--- TEXTAUSZUG ---

Professor Wildermuth: Ich finde es eigentlich so trivial. Wir brauchen Bewegung und Natur. Wir brauchen Ernährung. Wir brauchen Entspannung und Achtsamkeit. Wir brauchen soziale Kontakte. Wir brauchen Dankbarkeit. Wir brauchen Rhythmen und Rituale. Und wir brauchen auch kognitive Stimulation. Kognitive Stimulation durch das Leben in Beziehungen, in sozialer Erreichbarkeit, in Kooperation statt Egoismus, in einem Lernen, was mit einem Wir-Gefühl verbunden ist. Kein ständiges: „Ich kann´s aber alleine“. Wir brauchen die Fähigkeit, Grenzen anzuerkennen. Diese Grenzen sind digital nicht vorhanden. Digital haben wir so viele Informationen gleichzeitig, dass wir von vornherein wissen, wir sind auf der Verliererseite.
Was ist Entspannung und Achtsamkeit? Ich brauche Zeit. Ich muss die Fähigkeit haben, abschalten zu können. Ich muss nach innen gehen, ohne zu erwarten. Wir wissen heute, dass die Erwartung eines Smartphone-Tons die Gedächtnis- und Auffassungsleistung bis zur Hälfte reduziert, allein durch das Erwarten eines Anrufs oder einer Nachricht. Die Fähigkeit, nichts zu erwarten, die Fähigkeit „Bei-sich-Sein“ zu können, allein sein zu können und zu genießen, haben viele Menschen bereits verlernt.
Nur das zu tun, was aus mir kommt und nichts anderes, macht uns übrigens auch weniger egoistisch. Das liegt daran, dass wir uns nicht die ganze Zeit die Frage stellen: Wo bleib denn ich? Soziale Kontakte pflegen, ist wichtig. Aber nicht im Sinne von: Ich muss dazu gehören. Ich darf nicht ausgeschlossen werden. Ich muss in meinem Chatroom erreichbar sein. Ich muss in meiner Whatsapp-Gruppe sofort antworten und ohne Instagram kann ich nicht übermitteln, was mir wichtig ist.
Was sagt es über mich aus, wenn ich mein Essen als erstes fotografiere, um auf Instagram andere freundlich damit zu nerven? Wenn ich meine Joggingrunde aufzeichne und auf Facebook teile? Es heißt, dass ich das gar nicht für mich genießen kann. Ich erwarte Reaktionen darauf, anerkennende Kommentare und Likes aus der Community. Kurz: Ich erwarte Bestätigung. Dann sollte ich mich fragen: Kann ich überhaupt noch etwas für mich tun, ohne sofort zu denken, die anderen sollen es auch wissen?
Hingucken, Wahrnehmung und Gedanken gehören zusammen. Heute kommt der Reiz oft zuerst und dann denke ich hinterher.

--- AUFGABENLISTE ---
• 1. Beantworten Sie die folgenden Fragen zum Textauszug.
(a) Um wie viel verringert die Erwartung eines Smartphone-Tons laut dem Textauszug die Gedächtnis- und Auffassungsleistung?
(b) Was erwartet man laut dem Textauszug kurz gesagt, wenn man sein Essen fotografiert und auf Instagram zeigt?
(c) Welche drei Dinge gehören laut dem letzten Absatz des Textauszugs zusammen?
• 2. Schreiben Sie den Teil des Textauszugs wortgetreu ab, der mit den Worten „Was sagt es“ beginnt und mit den Worten „es auch wissen?“ schließt.

--- DATENZEILEN ---

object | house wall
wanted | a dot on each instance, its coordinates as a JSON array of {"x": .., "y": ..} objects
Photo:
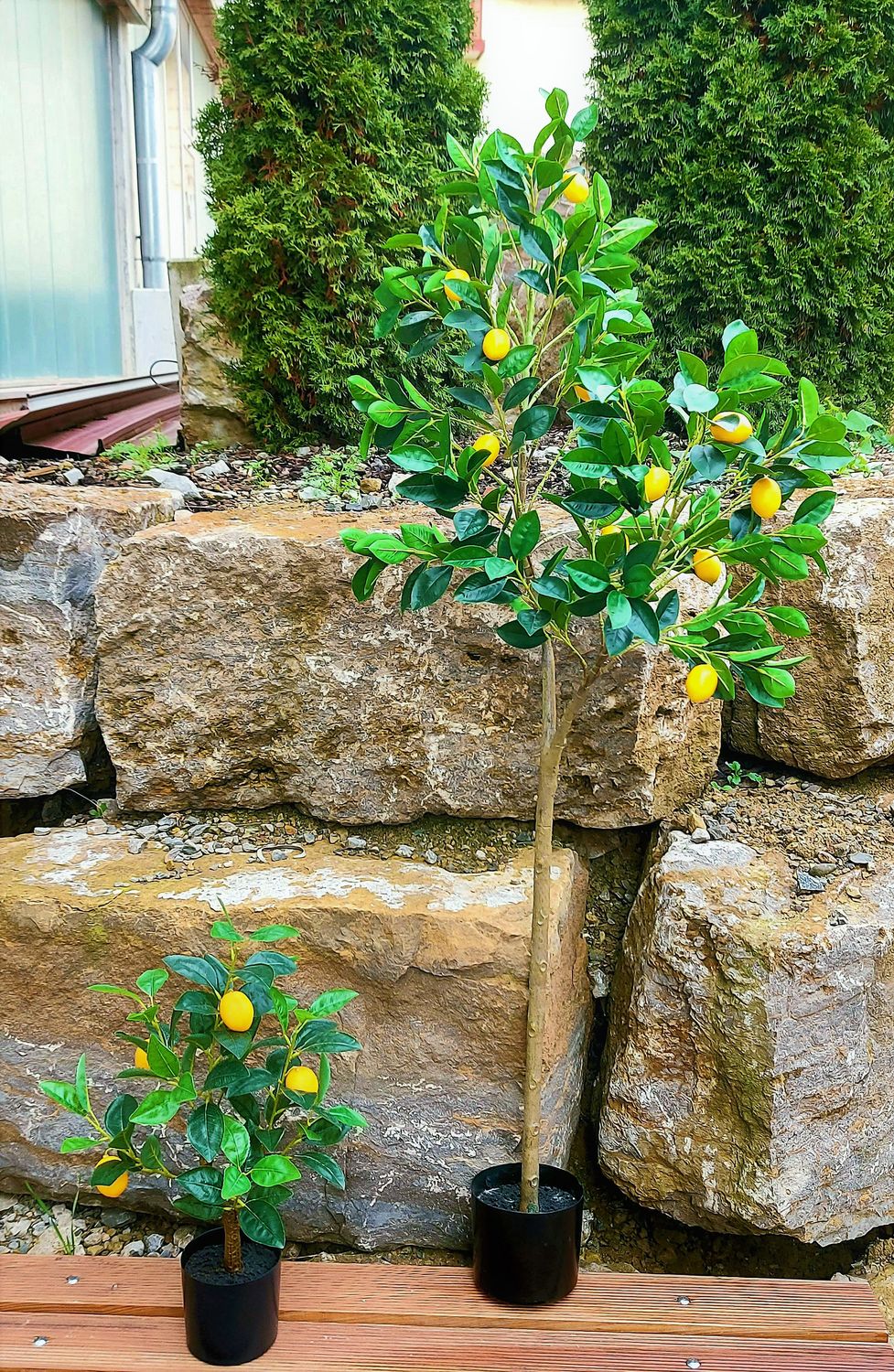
[{"x": 529, "y": 44}]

--- ANTWORTEN ---
• 1.
(a) Bis zur Hälfte.
(b) Bestätigung.
(c) Hingucken, Wahrnehmung und Gedanken.

• 2.
Was sagt es über mich aus, wenn ich mein Essen als erstes fotografiere, um auf Instagram andere freundlich damit zu nerven? Wenn ich meine Joggingrunde aufzeichne und auf Facebook teile? Es heißt, dass ich das gar nicht für mich genießen kann. Ich erwarte Reaktionen darauf, anerkennende Kommentare und Likes aus der Community. Kurz: Ich erwarte Bestätigung. Dann sollte ich mich fragen: Kann ich überhaupt noch etwas für mich tun, ohne sofort zu denken, die anderen sollen es auch wissen?